### [EXERCISE DETAILS]
Output all of the listing below, leaving every line unchanged.

### [RECORDS SHOWN]
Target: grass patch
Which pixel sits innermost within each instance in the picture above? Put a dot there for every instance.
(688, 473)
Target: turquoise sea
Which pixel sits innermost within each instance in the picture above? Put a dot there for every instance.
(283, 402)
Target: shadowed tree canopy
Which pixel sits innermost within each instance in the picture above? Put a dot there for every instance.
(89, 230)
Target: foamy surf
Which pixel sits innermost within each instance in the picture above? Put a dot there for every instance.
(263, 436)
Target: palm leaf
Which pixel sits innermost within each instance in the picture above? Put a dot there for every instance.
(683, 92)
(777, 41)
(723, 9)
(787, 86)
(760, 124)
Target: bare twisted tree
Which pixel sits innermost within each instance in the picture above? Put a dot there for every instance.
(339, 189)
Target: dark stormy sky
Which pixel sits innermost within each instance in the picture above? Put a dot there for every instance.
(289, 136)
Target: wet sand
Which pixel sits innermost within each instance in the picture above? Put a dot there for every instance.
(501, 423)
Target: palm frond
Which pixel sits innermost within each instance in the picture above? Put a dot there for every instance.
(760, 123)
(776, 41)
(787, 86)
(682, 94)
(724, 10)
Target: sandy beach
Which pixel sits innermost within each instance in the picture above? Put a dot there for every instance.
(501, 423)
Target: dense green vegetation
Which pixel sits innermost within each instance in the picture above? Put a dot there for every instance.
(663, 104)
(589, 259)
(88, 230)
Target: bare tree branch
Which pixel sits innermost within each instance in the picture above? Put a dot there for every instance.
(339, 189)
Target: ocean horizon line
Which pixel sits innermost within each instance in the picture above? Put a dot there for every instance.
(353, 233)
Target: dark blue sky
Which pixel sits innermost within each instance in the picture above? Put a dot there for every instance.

### [TASK RESULT]
Target: grass patch
Which pixel sits innermost within each instance in the picture above? Put a dot there for every instance.
(688, 473)
Target: turquoise sea
Which pixel sits innermost within each instance in the picture above? Put a dot there for every instance.
(283, 402)
Target: shadowed tree canopy
Which pixel sits innermost within each instance in the picture above? Put a dot there for every instance.
(89, 230)
Target: foamy surf
Which pixel sits innermost within each instance in the picture above? Put a dot there for every instance.
(263, 436)
Target: palm leaf
Which pixel sits innermost within each instance in the picture above? Put a dot there for every instance.
(683, 92)
(777, 41)
(723, 9)
(787, 86)
(760, 124)
Target: bare twisted tree
Which pixel sits innermost within each instance in the picture above? Put a dot there for every instance.
(339, 189)
Target: dark stormy sky
Which pixel sits innermost within each instance in the picture above? Put a dot there for every instance.
(289, 136)
Target: wet sand
Which pixel sits innermost within each instance in the picture above? Put a dot there for every instance.
(501, 423)
Target: palm frond
Which pixel sits innermost within each instance in the picture above? Put a dot there for every instance.
(760, 123)
(776, 41)
(787, 86)
(682, 94)
(724, 10)
Target: sandy beach
Which pixel sits innermost within each instance in the picture above? Put a dot there for every instance.
(501, 423)
Target: dense green vegetation
Which pixel sits innermost within each instance in the picture above? Put a dot there for every instance.
(663, 104)
(589, 259)
(88, 230)
Target: bare tree branch
Which pixel sits innermost within each instance in the picture above? Put a dot there for every instance.
(339, 189)
Target: ocean horizon line
Which pixel sits innermost within each instance in the picture above? Put a dot there for every instance.
(353, 233)
Target: dark blue sky
Which pixel sits innermost within each instance in the picture above? Put a dot there for every instance.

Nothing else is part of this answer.